## AUFGABE 1
Gib aus den Einträgen alles von der Zeile mit "In the picture above, where can the white glove" bis hinunter zur Zeile mit "(1215, 562)" unverändert wieder, beide Zeilen eingeschlossen.

## SEITENAUSZUG
──────────
Nachdem die EU-Prospektverordnung ermöglicht hatte, dass seit dem 21. Juli 2018 in Deutschland Emissionen von jährlich bis zu acht Millionen Euro von der Prospektpflicht befreit sind – was von Seiten der Emittenten, Banken und Beratern aus dem Mittelstand befürwortet wurde –, folgte nun durch Beschluss des Bundestags ein Schildbürgerstreich. Zwar schöpft der deutsche Gesetzgeber die Möglichkeiten, die die EU bietet, in dem Punkt voll aus, dass er vorschreibt Anbieter für öffentliche Angebote in Deutschland mit einem Gesamtgegenwert von mehr als 100.000 Euro, aber weniger als 8 Mio. Euro müssen nun keinen Prospekt erstellen, sondern nur ein dreiseitiges Wertpapierinformationsblatt vorbereiten. Zugleich verschärft die deutsche Umsetzung den Inhalt der EU-Prospektverordnung aber derart, dass bei prospektfreien Angeboten ab einem Betrag von 1 Mio. Euro bestimmte Anlageschwellen entsprechend der Befreiungsvorschrift für Schwarmfinanzierungen (Crowdfunding) für nicht qualifizierte Anleger, hiermit sind auf Deutsch inhaltlich Privatpersonen gemeint, eingehalten werden – was die ganze Regelung ad absurdum führt. Denn konkret heißt das: Der Gesamtbetrag der Wertpapiere, die von einem solchen Anleger erworben werden, darf 1.000 Euro nicht übersteigen; selbst bei höherem Einkommen und größerem Vermögen ist die Investitionssumme eines privaten Anlegers auf 10.000 Euro begrenzt.
──────────
## AUSZÜGE DER EINTRÄGE
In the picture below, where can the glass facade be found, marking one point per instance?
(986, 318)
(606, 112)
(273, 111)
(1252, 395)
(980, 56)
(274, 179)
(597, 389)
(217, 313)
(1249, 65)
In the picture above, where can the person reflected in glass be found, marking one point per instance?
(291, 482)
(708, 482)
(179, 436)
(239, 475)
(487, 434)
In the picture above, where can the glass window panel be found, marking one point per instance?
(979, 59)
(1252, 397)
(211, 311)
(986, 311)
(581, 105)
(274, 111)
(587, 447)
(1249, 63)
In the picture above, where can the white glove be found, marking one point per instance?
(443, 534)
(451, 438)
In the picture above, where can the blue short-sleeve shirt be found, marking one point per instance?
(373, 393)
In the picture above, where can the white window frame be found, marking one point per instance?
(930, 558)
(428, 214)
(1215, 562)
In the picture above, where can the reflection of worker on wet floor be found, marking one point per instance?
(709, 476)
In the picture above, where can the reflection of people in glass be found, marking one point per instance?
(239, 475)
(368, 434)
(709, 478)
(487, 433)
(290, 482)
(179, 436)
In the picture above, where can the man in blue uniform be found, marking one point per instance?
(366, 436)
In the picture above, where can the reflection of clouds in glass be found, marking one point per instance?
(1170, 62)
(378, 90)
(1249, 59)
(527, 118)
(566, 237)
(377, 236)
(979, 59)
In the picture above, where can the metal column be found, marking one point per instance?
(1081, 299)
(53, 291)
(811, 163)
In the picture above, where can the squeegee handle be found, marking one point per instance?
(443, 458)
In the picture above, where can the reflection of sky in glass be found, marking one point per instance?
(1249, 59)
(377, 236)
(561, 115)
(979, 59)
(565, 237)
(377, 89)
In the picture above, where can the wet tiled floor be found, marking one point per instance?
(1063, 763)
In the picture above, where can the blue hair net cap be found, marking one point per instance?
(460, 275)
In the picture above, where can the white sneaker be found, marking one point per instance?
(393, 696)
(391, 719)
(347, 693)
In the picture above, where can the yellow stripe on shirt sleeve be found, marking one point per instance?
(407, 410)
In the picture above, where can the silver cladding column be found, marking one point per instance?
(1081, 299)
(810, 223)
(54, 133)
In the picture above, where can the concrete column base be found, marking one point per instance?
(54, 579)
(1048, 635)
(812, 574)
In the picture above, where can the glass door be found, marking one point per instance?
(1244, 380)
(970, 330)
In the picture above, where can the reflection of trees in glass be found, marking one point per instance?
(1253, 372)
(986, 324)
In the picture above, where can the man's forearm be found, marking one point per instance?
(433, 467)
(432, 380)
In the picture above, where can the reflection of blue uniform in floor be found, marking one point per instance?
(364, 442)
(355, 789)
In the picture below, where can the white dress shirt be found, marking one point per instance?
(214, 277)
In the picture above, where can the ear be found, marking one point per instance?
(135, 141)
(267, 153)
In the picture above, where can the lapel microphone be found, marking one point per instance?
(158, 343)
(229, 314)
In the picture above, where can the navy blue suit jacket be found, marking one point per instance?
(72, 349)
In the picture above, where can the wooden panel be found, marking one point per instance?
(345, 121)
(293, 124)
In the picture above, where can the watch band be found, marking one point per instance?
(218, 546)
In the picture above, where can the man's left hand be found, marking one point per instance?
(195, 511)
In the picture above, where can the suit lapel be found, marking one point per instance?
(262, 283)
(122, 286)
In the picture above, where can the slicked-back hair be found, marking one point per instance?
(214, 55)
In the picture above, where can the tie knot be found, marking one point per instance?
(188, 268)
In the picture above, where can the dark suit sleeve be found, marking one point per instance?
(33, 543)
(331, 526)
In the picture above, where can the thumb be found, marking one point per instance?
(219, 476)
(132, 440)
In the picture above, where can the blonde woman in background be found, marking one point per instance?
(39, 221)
──────────
## AUFGABE 2
Bis zu welchem jährlichen Betrag sind Emissionen in Deutschland laut dem Seitenauszug seit dem 21. Juli 2018 von der Prospektpflicht befreit?

## RICHTIGE ANTWORT 1
In the picture above, where can the white glove be found, marking one point per instance?
(443, 534)
(451, 438)
In the picture above, where can the blue short-sleeve shirt be found, marking one point per instance?
(373, 393)
In the picture above, where can the white window frame be found, marking one point per instance?
(930, 558)
(428, 214)
(1215, 562)

## RICHTIGE ANTWORT 2
Bis zu acht Millionen Euro jährlich.